◆ Written exercise: Reproduce everything in the listing below from the line containing "Given the image above, the model predicts where the road sign" down to the line containing "[[362, 237, 375, 253], [113, 241, 131, 256]]", both included, without changing a character.
(begin)
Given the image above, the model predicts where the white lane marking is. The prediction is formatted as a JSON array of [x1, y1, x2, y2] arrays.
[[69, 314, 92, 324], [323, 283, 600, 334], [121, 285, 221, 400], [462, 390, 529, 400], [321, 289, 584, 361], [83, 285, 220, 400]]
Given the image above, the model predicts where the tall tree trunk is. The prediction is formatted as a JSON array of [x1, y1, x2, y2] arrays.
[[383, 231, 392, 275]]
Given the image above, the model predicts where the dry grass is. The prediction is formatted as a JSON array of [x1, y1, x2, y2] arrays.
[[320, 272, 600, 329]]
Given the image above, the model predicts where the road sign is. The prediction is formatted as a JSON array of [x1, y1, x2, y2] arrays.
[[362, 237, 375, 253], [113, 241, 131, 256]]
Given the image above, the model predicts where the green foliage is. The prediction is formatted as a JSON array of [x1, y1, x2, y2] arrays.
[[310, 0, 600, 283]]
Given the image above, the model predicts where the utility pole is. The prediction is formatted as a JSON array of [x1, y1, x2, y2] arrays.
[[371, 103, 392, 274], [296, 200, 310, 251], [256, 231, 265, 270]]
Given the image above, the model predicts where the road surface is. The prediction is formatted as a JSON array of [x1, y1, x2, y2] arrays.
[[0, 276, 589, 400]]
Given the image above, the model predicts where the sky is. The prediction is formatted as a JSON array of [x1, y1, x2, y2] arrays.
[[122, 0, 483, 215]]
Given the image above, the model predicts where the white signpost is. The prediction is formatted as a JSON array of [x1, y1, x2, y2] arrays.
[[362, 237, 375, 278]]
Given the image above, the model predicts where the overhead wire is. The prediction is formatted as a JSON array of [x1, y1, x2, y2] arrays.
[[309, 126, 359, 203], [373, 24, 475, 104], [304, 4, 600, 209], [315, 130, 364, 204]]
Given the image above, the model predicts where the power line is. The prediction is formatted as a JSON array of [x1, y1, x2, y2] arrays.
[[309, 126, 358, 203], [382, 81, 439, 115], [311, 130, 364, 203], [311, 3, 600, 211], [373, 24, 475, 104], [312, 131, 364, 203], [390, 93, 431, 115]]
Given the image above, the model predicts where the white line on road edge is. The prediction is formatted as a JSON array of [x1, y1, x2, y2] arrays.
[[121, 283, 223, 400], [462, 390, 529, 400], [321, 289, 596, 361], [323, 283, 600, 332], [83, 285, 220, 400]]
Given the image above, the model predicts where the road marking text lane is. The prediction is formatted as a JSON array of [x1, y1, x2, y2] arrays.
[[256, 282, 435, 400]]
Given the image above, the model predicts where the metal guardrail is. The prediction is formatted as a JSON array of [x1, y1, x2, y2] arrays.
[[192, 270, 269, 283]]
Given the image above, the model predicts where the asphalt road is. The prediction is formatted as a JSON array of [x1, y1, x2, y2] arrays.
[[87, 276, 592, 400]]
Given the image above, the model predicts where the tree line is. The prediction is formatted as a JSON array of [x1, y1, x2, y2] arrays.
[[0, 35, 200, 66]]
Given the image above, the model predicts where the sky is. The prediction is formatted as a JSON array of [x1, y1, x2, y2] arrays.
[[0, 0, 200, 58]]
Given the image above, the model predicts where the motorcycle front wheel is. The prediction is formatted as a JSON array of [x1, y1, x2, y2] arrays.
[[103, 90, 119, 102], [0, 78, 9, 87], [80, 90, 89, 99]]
(end)
◆ Result of the exercise:
Given the image above, the model predicts where the road sign is. The prediction is formatted as a JSON array of [x1, y1, x2, y2] arrays.
[[362, 237, 375, 253], [113, 241, 131, 256]]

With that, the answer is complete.